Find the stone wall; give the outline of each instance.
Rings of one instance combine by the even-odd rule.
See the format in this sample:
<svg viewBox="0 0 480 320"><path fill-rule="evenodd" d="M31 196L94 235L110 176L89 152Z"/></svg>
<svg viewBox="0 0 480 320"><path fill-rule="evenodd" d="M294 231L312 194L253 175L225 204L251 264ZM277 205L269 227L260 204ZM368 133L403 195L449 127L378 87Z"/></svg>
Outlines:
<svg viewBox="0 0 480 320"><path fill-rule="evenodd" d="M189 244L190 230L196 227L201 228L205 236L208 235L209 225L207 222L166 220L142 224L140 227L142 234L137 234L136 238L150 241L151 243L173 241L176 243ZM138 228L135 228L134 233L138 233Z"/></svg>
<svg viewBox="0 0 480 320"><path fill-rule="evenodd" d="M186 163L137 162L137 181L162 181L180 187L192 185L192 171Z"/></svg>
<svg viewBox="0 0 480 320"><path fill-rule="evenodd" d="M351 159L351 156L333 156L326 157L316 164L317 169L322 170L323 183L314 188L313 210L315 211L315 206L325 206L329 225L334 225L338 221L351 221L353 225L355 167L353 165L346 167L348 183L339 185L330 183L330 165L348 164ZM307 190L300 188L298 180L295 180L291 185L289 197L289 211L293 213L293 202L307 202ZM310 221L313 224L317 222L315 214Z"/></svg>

•••••

Above are the records; please copy exactly their first line and each line after it through the line containing "196L94 235L110 176L89", and no line after that.

Find the stone wall; give the outline of each instance.
Rings of one instance combine by the even-odd rule.
See the format in this sample:
<svg viewBox="0 0 480 320"><path fill-rule="evenodd" d="M31 196L94 235L110 176L89 152Z"/></svg>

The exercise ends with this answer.